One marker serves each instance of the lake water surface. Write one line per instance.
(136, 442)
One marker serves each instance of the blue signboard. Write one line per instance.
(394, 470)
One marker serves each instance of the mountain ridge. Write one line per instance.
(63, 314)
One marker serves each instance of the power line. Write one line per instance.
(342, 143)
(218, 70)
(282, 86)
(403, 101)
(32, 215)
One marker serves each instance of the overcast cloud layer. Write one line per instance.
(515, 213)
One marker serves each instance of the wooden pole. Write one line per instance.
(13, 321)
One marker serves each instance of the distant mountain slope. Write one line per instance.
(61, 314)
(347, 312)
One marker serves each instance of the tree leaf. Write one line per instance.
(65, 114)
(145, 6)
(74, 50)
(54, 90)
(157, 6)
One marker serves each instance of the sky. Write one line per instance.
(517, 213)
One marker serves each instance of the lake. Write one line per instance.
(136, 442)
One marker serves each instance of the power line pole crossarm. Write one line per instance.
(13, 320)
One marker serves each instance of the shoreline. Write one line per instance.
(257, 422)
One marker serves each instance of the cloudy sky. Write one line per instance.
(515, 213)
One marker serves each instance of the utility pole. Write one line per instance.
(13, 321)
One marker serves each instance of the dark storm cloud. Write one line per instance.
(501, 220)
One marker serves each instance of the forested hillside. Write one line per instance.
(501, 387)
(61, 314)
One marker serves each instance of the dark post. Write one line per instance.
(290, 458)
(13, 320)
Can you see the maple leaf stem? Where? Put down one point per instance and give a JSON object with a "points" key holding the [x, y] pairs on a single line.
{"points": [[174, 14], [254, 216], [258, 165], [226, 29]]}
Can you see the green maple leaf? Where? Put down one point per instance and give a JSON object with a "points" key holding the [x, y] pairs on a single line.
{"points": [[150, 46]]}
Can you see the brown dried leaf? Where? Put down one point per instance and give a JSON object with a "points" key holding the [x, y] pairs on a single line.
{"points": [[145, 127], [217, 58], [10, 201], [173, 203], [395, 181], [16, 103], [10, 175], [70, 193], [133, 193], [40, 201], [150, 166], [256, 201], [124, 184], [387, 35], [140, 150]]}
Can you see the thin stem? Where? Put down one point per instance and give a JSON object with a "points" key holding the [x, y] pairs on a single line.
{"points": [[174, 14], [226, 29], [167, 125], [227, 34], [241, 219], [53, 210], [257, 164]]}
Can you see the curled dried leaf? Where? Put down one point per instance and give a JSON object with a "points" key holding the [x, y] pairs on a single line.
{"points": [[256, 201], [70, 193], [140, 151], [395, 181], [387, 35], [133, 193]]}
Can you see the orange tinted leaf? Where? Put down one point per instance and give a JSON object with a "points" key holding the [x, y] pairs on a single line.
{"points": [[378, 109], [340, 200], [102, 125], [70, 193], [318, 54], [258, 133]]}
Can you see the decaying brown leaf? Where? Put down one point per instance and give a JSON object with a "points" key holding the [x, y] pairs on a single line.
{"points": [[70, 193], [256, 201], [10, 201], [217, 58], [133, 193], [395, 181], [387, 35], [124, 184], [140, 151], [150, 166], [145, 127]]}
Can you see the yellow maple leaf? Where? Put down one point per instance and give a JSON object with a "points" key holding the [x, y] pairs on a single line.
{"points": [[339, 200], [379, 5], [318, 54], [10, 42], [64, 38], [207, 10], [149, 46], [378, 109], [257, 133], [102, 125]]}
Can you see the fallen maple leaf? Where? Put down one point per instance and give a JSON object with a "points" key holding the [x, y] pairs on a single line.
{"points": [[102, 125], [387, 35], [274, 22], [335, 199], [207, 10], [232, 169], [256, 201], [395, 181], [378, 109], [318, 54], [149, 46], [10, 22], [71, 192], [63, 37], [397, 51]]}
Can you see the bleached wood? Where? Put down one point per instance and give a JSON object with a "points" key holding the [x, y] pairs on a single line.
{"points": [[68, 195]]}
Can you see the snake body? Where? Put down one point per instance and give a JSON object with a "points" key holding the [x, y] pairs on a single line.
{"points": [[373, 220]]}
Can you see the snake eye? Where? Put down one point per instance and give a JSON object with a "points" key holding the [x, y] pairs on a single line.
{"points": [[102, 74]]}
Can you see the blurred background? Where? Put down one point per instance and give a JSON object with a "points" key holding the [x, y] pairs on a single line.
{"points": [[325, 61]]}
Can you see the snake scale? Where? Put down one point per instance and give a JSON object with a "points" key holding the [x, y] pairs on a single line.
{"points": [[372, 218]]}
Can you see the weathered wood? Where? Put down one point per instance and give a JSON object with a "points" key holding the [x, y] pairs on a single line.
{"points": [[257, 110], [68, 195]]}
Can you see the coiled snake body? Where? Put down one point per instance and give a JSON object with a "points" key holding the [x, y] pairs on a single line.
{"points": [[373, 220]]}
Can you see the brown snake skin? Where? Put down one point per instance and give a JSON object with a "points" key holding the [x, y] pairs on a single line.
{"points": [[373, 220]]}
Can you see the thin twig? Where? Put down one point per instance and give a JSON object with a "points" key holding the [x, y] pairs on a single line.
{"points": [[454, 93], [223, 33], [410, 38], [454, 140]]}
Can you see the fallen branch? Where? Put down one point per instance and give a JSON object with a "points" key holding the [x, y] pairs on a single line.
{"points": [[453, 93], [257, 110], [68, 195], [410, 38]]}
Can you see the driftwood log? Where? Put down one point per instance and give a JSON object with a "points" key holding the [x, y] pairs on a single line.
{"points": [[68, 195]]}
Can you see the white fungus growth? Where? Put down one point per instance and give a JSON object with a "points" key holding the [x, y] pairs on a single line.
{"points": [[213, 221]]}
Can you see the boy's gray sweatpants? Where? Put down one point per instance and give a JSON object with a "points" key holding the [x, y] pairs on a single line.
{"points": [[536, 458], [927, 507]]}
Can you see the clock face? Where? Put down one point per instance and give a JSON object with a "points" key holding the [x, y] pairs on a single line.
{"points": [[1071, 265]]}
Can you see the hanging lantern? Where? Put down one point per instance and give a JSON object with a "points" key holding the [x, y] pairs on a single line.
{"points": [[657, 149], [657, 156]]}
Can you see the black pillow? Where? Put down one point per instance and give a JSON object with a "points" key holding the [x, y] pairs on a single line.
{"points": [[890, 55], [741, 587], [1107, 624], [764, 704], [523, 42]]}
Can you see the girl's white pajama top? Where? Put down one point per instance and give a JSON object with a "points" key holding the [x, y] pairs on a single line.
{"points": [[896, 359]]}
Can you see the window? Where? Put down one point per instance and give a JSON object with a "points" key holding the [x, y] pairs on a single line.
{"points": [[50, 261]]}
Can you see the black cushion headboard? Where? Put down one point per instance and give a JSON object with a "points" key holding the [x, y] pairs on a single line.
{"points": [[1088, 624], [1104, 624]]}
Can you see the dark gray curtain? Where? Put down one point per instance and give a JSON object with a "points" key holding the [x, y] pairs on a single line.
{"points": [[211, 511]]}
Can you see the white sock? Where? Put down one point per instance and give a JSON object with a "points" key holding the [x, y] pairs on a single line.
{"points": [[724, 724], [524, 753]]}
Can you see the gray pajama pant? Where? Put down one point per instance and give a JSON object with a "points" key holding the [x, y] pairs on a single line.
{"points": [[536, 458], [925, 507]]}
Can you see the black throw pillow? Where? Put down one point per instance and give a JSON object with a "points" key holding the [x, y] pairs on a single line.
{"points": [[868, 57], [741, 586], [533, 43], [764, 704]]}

######

▶ **AUFGABE**:
Überführe die Zeilen von der Zeile mit "Can you see the dark" bis zum Ende der Daten (beide Grenzen eingeschlossen) in eine Markdown-Tabelle mit den Spalten "Nr." für die fortlaufende Zeilennummer und "Zeile" für den Zeileninhalt. Leerzeilen entfallen.

▶ **MUSTERLÖSUNG**:
| Nr. | Zeile |
|---|---|
| 1 | Can you see the dark gray curtain? Where? Put down one point per instance and give a JSON object with a "points" key holding the [x, y] pairs on a single line. |
| 2 | {"points": [[211, 511]]} |
| 3 | Can you see the white sock? Where? Put down one point per instance and give a JSON object with a "points" key holding the [x, y] pairs on a single line. |
| 4 | {"points": [[724, 724], [524, 753]]} |
| 5 | Can you see the gray pajama pant? Where? Put down one point per instance and give a JSON object with a "points" key holding the [x, y] pairs on a single line. |
| 6 | {"points": [[536, 458], [925, 507]]} |
| 7 | Can you see the black throw pillow? Where? Put down one point per instance and give a JSON object with a "points" key holding the [x, y] pairs on a single line. |
| 8 | {"points": [[868, 57], [741, 586], [533, 43], [764, 704]]} |